**Requirements**
Reproduce verbatim the part of the records that opens with the line containing "of the residential" and closes with the line containing "Target: green tree canopy", including both of those lines.

::: Data excerpts :::

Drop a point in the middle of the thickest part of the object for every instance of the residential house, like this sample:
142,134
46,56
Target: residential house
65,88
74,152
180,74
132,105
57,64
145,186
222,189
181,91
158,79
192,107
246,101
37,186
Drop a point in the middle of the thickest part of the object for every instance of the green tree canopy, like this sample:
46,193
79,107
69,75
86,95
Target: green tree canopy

:::
::: Data excerpts :::

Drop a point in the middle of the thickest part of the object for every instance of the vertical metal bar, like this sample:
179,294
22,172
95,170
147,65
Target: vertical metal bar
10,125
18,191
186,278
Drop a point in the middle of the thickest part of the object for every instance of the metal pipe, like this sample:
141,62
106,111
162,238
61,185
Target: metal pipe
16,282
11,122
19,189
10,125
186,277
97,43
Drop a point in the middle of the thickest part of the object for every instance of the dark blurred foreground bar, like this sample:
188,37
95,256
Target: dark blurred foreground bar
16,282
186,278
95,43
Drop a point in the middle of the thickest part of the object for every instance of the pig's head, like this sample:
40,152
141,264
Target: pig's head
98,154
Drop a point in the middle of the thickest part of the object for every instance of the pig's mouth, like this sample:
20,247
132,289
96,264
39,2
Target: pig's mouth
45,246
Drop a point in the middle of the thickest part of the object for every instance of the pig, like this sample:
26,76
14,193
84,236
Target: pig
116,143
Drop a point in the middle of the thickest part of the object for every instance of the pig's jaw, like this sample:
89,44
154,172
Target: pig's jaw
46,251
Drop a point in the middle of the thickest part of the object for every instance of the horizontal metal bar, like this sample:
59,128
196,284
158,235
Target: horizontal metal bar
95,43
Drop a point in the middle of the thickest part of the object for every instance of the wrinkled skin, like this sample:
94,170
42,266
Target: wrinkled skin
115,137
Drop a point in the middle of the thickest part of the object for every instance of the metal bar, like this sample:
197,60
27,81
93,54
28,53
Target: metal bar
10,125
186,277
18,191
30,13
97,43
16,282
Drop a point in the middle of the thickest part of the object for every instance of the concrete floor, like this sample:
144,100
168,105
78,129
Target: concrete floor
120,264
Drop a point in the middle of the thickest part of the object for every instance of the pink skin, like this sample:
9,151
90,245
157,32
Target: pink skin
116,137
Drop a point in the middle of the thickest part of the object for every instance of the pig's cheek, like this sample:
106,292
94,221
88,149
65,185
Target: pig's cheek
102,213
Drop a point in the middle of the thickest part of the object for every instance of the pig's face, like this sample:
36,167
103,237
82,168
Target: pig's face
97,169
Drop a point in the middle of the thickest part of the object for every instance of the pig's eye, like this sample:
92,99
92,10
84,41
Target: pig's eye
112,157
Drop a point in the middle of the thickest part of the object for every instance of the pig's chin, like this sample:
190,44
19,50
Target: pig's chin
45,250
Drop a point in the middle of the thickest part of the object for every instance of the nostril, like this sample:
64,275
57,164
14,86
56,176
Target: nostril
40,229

:::
::: Data excerpts :::

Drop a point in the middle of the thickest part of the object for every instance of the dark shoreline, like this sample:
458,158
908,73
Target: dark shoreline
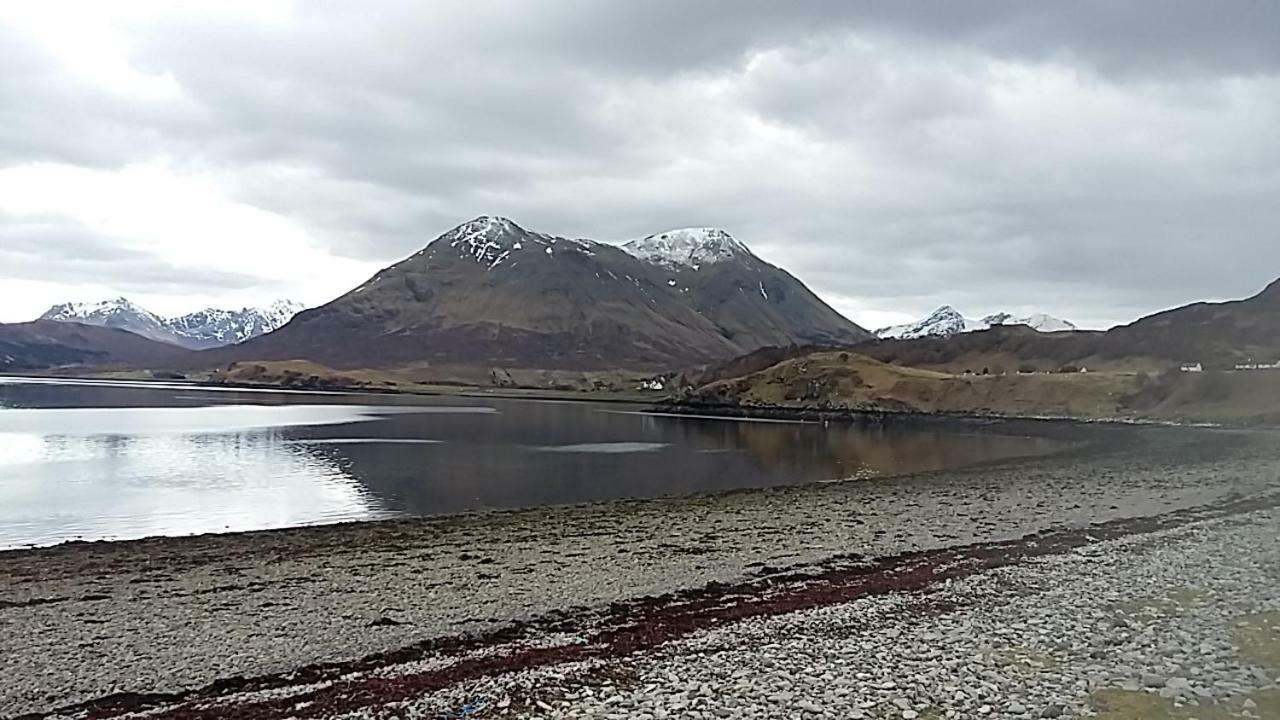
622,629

:::

**Answer**
Drop a point in the middle of the thickest part of the object for every instance of the residential house, like this sample:
142,134
46,56
Target: residential house
65,88
74,152
180,74
132,105
57,64
145,186
222,189
181,91
158,79
192,107
246,101
37,186
Drop a point in the middle of the thickest part of the object for every instance of the green tree canopy, like this sample:
46,193
79,107
69,75
86,95
Target: green tree canopy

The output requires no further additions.